__THE TASK__.
For the data below, please report each line where the word "photo" is found.
TASK INPUTS below:
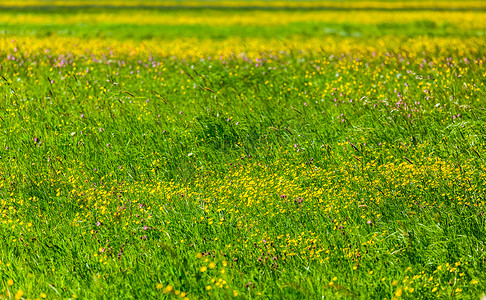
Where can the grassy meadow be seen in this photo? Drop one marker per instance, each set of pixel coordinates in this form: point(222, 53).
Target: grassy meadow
point(244, 149)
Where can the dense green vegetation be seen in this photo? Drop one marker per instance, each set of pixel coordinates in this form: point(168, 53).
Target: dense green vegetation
point(165, 154)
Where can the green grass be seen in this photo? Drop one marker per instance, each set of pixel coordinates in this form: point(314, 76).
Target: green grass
point(346, 174)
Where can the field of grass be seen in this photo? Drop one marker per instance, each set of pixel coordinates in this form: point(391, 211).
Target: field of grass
point(247, 153)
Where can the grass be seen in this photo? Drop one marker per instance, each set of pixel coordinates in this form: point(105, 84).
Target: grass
End of TASK INPUTS.
__ANSWER TO THIS EXERCISE__.
Where can the grassy meadow be seen in this photo? Drop one marker per instance, each set of pixel coordinates in this form: point(222, 53).
Where can the dense green vegetation be seen in this photo? Drop one marker per instance, each set of pixel coordinates in this form: point(168, 53).
Where can the green grass be seen in this photo? Drop one marker per instance, each set of pixel coordinates in this form: point(314, 76).
Where can the field of grass be seen in this photo? Drop one marker per instance, each set of pixel coordinates in this form: point(391, 211).
Where can the grass be seen in this photo? Drop one marker per instance, each set of pixel coordinates in this form: point(105, 84).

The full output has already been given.